> Page extract
Wednesday 10 April 2013

How to get content: 4 ways to avoid more meetings

Building relationships with content owners is really important. But one meeting can so often lead to another, and as a website manager you find yourself having the same conversation over and over again (sometimes with the same person).
Them: We need a website for our department.
You: Let’s start with some information about the services you provide and helping people to do useful things such as contacting you. We can put this on the organisation's website, where people are expecting to find it.
Them: That’s easy. I’ll have something for you next week.
In the majority of cases, the content never appears.

Rather than wasting your time repeating yourself, try to find out why the content is not being supplied, and if you can help.

1. Make it clear you don’t need a perfect polished product.

They may be great at their profession, but not everyone is confident in writing. Tell them that knocking off a few bullet points with the plain facts is fine, and that typos don’t matter. You’ll take care of the style and proofreading.

2. Offer to interview them.

You can do this over the phone or in person, with your lead contact and other members of their team. Then write up your notes into draft web pages, and send it to them for checking or filling in the gaps.

3. Find someone else.

Diplomatically ask if there is another person in the department who can take some of the burden. In a hospital context, consultants often want to take the lead, but may not have time. But junior doctors, nurses, administrators and even patients can do the job just as well. They just need time, knowledge, and enthusiasm.

4. Write it yourself.

As a last resort, if you really need some content and it is not forthcoming, gather what information you can from the internet and their publications, and draft something yourself.

> Data
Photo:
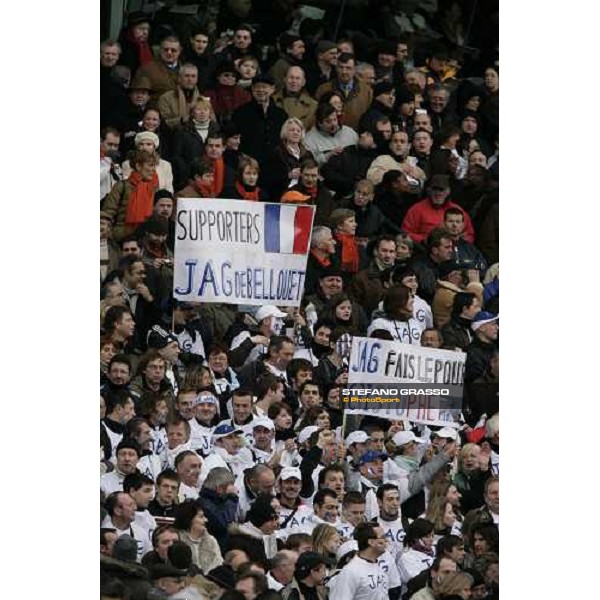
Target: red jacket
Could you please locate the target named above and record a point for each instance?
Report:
(423, 217)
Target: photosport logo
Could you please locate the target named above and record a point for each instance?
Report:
(404, 396)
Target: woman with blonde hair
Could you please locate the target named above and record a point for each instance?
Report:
(284, 163)
(245, 185)
(326, 541)
(441, 513)
(455, 586)
(473, 471)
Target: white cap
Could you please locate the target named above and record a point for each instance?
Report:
(404, 437)
(290, 473)
(268, 311)
(206, 398)
(357, 437)
(306, 433)
(346, 547)
(446, 432)
(263, 422)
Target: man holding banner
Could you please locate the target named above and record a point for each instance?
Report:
(266, 286)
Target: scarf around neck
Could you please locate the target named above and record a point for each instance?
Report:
(247, 192)
(141, 199)
(349, 251)
(145, 55)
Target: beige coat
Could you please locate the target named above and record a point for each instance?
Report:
(302, 107)
(444, 298)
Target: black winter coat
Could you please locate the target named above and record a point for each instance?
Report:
(343, 171)
(259, 131)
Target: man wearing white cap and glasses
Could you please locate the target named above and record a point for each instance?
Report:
(246, 347)
(410, 477)
(203, 423)
(228, 445)
(293, 512)
(148, 141)
(262, 447)
(482, 348)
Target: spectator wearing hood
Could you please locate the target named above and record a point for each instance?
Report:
(260, 120)
(134, 39)
(397, 159)
(227, 96)
(370, 221)
(457, 331)
(343, 171)
(163, 72)
(256, 536)
(483, 346)
(219, 502)
(384, 101)
(122, 566)
(366, 287)
(422, 218)
(309, 190)
(356, 93)
(453, 279)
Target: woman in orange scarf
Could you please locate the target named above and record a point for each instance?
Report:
(343, 223)
(130, 202)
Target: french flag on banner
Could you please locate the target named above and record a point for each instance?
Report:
(287, 228)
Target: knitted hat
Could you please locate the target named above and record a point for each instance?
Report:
(140, 82)
(261, 511)
(159, 338)
(125, 548)
(404, 95)
(226, 67)
(128, 444)
(339, 215)
(157, 226)
(325, 45)
(146, 136)
(307, 561)
(287, 40)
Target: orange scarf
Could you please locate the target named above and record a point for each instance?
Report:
(247, 194)
(141, 199)
(349, 251)
(219, 176)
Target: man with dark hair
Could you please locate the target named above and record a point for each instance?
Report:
(309, 190)
(119, 325)
(127, 455)
(388, 500)
(484, 345)
(141, 489)
(121, 517)
(120, 409)
(353, 513)
(343, 171)
(439, 249)
(279, 354)
(422, 218)
(363, 577)
(366, 287)
(163, 72)
(425, 585)
(464, 252)
(251, 585)
(260, 120)
(167, 488)
(357, 94)
(309, 576)
(328, 137)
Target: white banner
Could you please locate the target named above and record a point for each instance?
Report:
(384, 362)
(241, 252)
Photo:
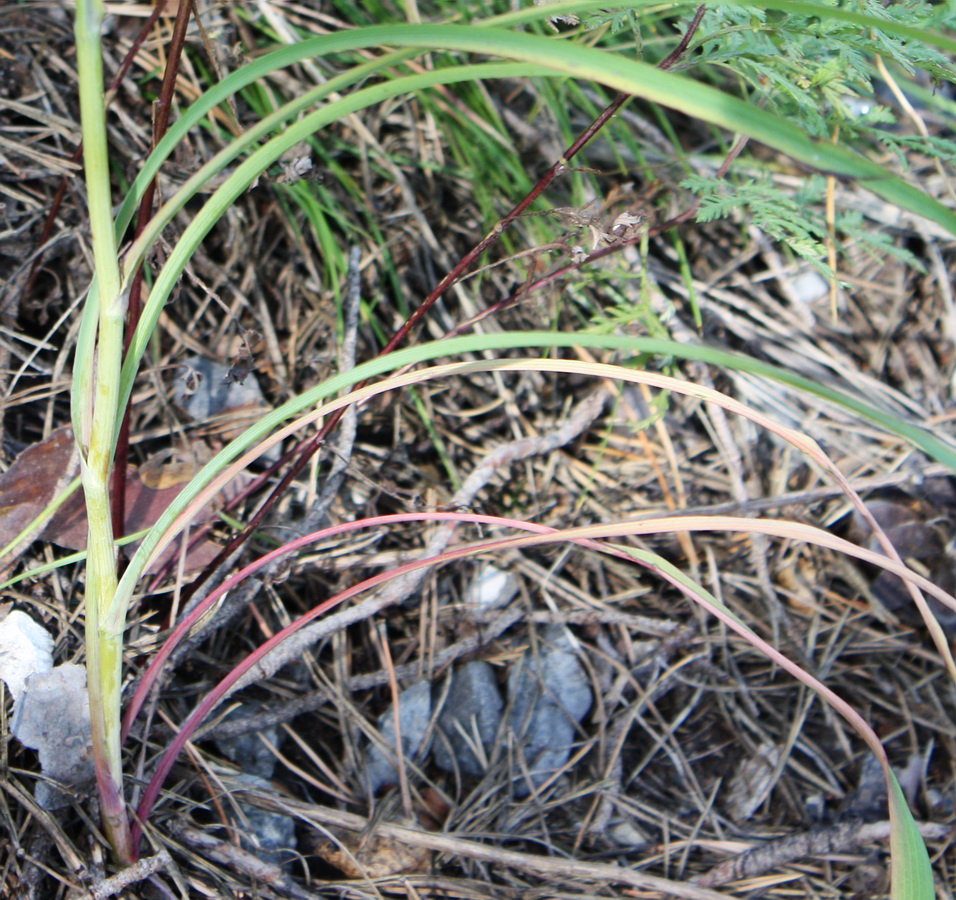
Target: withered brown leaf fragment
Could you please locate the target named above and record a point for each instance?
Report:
(37, 475)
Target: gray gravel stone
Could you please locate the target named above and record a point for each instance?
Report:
(549, 693)
(247, 751)
(269, 835)
(474, 701)
(414, 712)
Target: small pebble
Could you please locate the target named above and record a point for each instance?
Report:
(549, 693)
(415, 710)
(474, 701)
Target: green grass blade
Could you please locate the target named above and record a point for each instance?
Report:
(523, 341)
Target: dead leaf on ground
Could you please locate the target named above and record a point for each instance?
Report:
(361, 856)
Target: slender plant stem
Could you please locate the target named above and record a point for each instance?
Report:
(96, 418)
(174, 54)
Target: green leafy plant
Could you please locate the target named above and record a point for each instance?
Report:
(799, 62)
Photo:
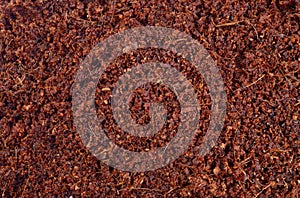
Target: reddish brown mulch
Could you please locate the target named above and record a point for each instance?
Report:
(255, 45)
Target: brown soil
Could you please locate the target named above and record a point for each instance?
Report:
(255, 45)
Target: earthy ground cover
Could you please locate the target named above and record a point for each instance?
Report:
(255, 45)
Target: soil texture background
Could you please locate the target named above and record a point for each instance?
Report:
(255, 45)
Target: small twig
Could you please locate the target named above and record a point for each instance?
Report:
(263, 189)
(252, 83)
(228, 24)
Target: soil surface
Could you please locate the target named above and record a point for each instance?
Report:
(255, 45)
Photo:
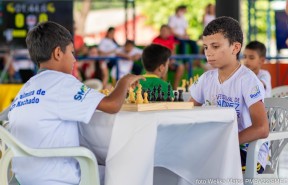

> Questions
A – Answer these questions about the post on getting content:
(i) In the sample conversation, where does the website manager suggest putting the department's information?
(ii) Under the offer to interview content owners, what are the notes written up into?
(iii) In the hospital context, who often wants to take the lead but may not have time?
B – Reproduce the stretch of the post on getting content from "2. Offer to" through "draft something yourself.".
The lines have nothing to do with the post on getting content.

> Answers to the tasks
A –
(i) On the organisation's website, where people are expecting to find it.
(ii) Draft web pages.
(iii) Consultants.

B –
2. Offer to interview them.

You can do this over the phone or in person, with your lead contact and other members of their team. Then write up your notes into draft web pages, and send it to them for checking or filling in the gaps.

3. Find someone else.

Diplomatically ask if there is another person in the department who can take some of the burden. In a hospital context, consultants often want to take the lead, but may not have time. But junior doctors, nurses, administrators and even patients can do the job just as well. They just need time, knowledge, and enthusiasm.

4. Write it yourself.

As a last resort, if you really need some content and it is not forthcoming, gather what information you can from the internet and their publications, and draft something yourself.